Passage for review below:

Rhys ap Maredudd (c. 1250 - 2 June 1292) was a senior member of the Welsh royal house of Deheubarth, a principality of Medieval Wales. He was the great grandson of The Lord Rhys (died 1197), prince of south Wales, and the last ruler of a united Deheubarth. He is best known for his leadership of a revolt in south Wales in 1287–88 whilst King Edward I of England was away in Gascony.

Because Deheubarth fragmented after the Lord Rhys' death in 1197, Rhys ap Maredudd's father had ruled over a truncated portion of the ancient kingdom. Rhys succeeded his father in 1271 as lord of the region of Deheubarth known as the Cantref Mawr, and considered himself custodian of Dinefwr, the royal capital of Deheubarth. He ruled the Cantref Mawr from 1271, though not under the aegis of the Prince of Wales, Llywelyn ap Gruffudd, as his father had, so relations between the two men appear to have been cold. He was among the first Welsh noblemen to submit to the English crown during the Anglo-Welsh war of 1276–77, on the grounds that his claims to the lands of Maenordeilo, Mallaen, Caeo and Mabelfyw, and Dinefwr Castle – all within Deheubarth and ruled by his great-grandfather – would be properly considered. The agreement has been indicative to some historians of Rhys' ambitions to reconstitute Deheubarth as a unified kingdom within the principality of Wales.

He continued to exercise power in the Cantref Mawr after Llywelyn's death in 1282, and the execution of the last native prince of Wales, Dafydd ap Gruffudd, the following year. His failure, alone of all the noblemen of Deheubarth, to adhere to Llywelyn and Dafydd's cause in the war of 1282–3 led to king Edward I of England bestowing additional lands on Rhys for his allegiance to the English crown. Edward, however, refused to deliver to Rhys the long sought-after castle at Dinefwr. This state of affairs led Rhys to make Dryslwyn castle his main residence, and it seems likely that he embarked on a substantial building programme there in the late 1270s and early 1280s.

End of Passage for review.

▶ _Required action 1_: Copy the passage on Rhys ap Maredudd from "He continued to" to "and early 1280s.", changing "allegiance" to "loyalty".
▶ _Required action 2_: According to the passage on Rhys ap Maredudd, in what year did Rhys succeed his father as lord of the Cantref Mawr?

Provided information below:

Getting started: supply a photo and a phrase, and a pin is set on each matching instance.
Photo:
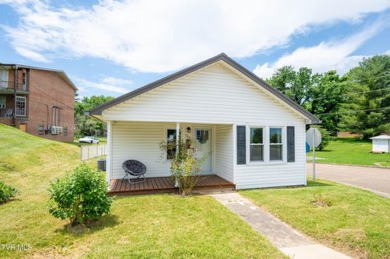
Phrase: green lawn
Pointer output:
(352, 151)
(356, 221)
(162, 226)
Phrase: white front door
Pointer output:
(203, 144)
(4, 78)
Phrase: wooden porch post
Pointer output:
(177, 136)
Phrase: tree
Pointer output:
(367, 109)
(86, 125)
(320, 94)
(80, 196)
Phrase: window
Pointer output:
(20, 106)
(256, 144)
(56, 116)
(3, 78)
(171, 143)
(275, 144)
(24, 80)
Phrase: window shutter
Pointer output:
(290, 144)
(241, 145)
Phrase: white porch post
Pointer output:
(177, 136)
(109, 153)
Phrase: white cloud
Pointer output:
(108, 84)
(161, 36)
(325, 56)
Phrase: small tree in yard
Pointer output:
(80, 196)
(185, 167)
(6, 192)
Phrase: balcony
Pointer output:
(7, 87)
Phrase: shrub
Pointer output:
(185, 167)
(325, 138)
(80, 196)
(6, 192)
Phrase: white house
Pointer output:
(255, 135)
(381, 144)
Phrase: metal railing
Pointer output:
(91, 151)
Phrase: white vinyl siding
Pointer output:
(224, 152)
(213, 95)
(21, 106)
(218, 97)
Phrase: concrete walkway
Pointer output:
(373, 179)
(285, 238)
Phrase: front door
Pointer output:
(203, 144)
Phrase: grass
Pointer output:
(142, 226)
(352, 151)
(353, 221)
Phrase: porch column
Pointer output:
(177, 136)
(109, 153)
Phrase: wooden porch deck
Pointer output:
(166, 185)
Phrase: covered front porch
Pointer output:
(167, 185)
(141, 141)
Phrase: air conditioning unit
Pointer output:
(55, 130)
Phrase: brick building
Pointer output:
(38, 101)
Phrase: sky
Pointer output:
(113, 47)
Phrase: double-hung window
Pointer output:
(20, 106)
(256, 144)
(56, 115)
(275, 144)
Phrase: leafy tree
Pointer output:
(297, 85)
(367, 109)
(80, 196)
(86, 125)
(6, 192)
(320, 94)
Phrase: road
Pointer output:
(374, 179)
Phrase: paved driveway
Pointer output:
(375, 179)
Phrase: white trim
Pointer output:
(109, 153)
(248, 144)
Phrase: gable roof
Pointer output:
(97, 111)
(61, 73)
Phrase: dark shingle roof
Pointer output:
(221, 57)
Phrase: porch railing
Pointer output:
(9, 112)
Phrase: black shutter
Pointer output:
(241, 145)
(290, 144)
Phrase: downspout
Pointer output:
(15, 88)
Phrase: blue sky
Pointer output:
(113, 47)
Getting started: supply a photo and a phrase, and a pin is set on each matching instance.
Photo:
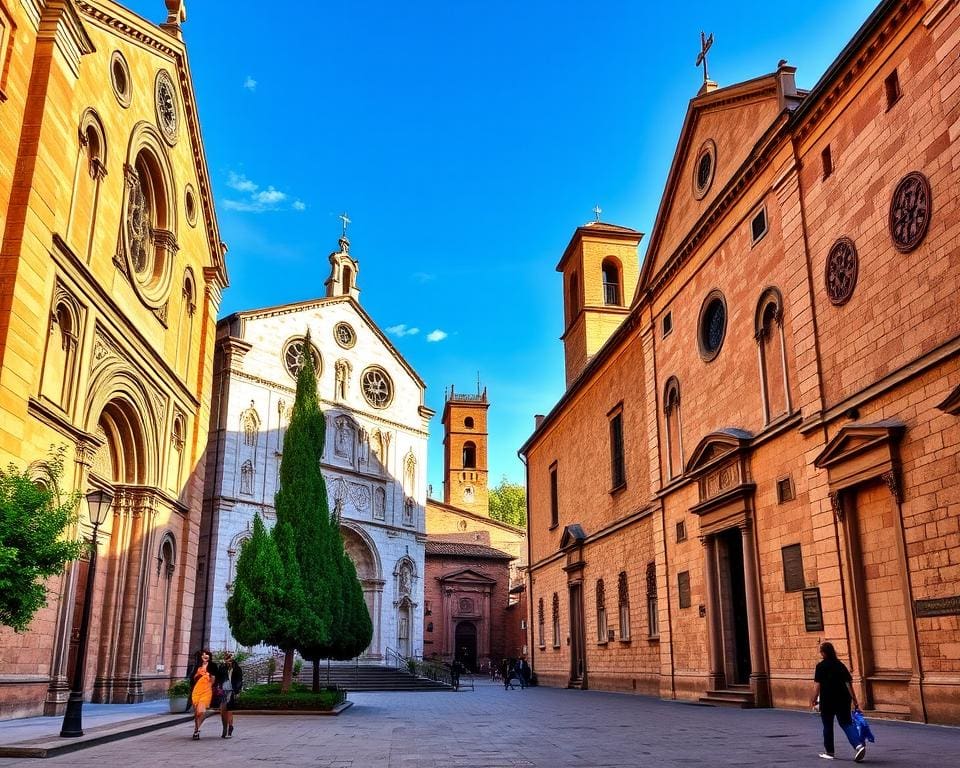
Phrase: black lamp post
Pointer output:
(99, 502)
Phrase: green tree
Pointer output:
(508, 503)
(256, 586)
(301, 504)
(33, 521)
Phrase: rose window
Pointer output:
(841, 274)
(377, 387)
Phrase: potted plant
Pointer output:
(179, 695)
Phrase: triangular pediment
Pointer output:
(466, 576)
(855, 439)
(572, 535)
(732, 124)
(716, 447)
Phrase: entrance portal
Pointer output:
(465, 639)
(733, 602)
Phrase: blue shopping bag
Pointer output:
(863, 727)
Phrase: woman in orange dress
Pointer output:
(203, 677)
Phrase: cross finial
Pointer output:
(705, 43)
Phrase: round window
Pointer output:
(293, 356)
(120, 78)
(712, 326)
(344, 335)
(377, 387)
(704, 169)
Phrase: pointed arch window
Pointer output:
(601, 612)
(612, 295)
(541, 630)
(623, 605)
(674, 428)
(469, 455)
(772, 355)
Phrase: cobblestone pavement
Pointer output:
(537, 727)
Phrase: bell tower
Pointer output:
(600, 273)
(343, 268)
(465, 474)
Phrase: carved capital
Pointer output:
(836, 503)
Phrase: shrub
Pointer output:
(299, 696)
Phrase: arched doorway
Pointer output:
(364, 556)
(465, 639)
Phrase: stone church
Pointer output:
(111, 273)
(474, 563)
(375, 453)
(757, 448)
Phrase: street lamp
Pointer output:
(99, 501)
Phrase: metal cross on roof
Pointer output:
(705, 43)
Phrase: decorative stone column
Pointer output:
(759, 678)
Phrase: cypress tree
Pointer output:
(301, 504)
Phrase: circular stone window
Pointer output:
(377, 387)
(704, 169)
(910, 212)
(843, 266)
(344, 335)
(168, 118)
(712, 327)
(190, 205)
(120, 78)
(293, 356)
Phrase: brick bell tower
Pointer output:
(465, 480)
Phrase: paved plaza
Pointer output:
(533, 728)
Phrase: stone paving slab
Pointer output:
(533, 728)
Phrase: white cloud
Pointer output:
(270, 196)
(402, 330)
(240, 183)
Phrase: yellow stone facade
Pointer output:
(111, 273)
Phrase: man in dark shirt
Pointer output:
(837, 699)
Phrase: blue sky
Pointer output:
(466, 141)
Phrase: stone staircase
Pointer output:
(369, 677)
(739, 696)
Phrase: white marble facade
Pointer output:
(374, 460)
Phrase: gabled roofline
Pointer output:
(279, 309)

End of Provided information.
Provided information below:

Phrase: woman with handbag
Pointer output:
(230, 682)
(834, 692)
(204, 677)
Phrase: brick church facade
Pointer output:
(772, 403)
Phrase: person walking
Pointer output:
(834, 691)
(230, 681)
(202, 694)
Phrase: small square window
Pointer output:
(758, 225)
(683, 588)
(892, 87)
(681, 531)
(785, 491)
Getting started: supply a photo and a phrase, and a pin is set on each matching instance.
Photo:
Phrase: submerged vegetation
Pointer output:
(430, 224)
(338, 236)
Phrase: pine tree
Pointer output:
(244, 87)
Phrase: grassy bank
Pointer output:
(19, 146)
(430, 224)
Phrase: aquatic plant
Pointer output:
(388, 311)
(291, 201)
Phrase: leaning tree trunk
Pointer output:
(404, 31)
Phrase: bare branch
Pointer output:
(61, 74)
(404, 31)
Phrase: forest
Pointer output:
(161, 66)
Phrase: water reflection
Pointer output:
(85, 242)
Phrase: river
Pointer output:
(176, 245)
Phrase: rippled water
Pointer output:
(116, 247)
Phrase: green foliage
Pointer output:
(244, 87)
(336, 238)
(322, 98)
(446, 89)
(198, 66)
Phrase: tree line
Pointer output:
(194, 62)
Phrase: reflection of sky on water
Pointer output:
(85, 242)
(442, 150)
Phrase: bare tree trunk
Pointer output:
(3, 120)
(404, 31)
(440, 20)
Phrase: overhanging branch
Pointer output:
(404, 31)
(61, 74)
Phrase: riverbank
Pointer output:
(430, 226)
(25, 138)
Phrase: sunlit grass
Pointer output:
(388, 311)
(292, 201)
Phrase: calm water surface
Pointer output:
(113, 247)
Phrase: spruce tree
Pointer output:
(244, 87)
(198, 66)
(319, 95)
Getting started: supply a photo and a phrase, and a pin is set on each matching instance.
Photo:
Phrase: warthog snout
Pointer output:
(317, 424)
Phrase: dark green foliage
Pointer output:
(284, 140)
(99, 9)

End of Provided information.
Provided information below:

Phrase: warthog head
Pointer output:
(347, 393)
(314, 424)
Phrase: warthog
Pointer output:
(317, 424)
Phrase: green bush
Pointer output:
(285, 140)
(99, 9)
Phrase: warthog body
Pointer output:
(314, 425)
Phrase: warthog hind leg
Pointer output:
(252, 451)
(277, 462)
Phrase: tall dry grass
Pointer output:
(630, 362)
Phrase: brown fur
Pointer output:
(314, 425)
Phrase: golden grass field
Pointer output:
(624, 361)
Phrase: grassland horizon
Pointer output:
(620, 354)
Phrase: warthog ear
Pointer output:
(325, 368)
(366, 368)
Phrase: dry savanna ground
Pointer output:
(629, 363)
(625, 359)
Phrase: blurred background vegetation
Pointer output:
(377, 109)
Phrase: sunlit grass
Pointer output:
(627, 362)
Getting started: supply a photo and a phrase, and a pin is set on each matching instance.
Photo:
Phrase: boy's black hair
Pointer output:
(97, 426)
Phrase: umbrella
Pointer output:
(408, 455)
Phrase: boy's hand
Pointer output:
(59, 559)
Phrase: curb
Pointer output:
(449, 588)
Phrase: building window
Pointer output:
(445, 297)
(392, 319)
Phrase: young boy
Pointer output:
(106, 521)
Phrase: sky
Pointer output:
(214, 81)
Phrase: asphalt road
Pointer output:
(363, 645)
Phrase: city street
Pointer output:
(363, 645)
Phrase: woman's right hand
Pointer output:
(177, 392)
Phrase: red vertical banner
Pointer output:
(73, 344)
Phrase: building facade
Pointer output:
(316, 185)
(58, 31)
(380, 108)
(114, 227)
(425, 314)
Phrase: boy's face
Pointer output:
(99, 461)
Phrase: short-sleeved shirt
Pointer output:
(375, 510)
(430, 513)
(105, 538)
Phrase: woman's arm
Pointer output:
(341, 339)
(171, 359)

End of Provided information.

▶ _Exercise output 1_:
He continued to exercise power in the Cantref Mawr after Llywelyn's death in 1282, and the execution of the last native prince of Wales, Dafydd ap Gruffudd, the following year. His failure, alone of all the noblemen of Deheubarth, to adhere to Llywelyn and Dafydd's cause in the war of 1282–3 led to king Edward I of England bestowing additional lands on Rhys for his loyalty to the English crown. Edward, however, refused to deliver to Rhys the long sought-after castle at Dinefwr. This state of affairs led Rhys to make Dryslwyn castle his main residence, and it seems likely that he embarked on a substantial building programme there in the late 1270s and early 1280s.

▶ _Exercise output 2_: 1271